> Given task:
Can you transcribe the listing below word for word, including every line, but without the pictures?

+ + + + +

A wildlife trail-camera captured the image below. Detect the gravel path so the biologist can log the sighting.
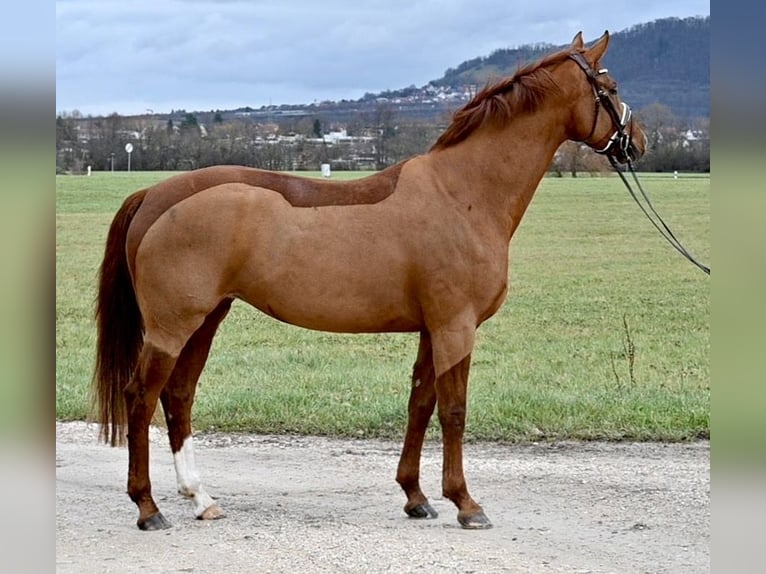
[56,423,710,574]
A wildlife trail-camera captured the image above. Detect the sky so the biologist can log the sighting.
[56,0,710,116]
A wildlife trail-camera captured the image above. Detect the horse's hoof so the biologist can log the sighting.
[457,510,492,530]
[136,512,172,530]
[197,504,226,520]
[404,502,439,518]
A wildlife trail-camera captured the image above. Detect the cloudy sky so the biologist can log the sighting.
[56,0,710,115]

+ + + + +

> Response:
A wildlife trail-camera captured the image below. Detect the gravel path so the biologist can log the sighting.
[56,423,710,574]
A wildlife trail-camera captured the image above. Detect the sky so the biologist can log the sighting.
[56,0,710,116]
A wildlife trail-camera captured the image above. Detect the horse's hoof so the biologist can log the sighting.
[457,510,492,530]
[136,512,172,530]
[197,504,226,520]
[404,502,439,518]
A wildlife trail-camera captured the image above. Detect the cloudy sky so the biologist can log the sighting.
[56,0,710,115]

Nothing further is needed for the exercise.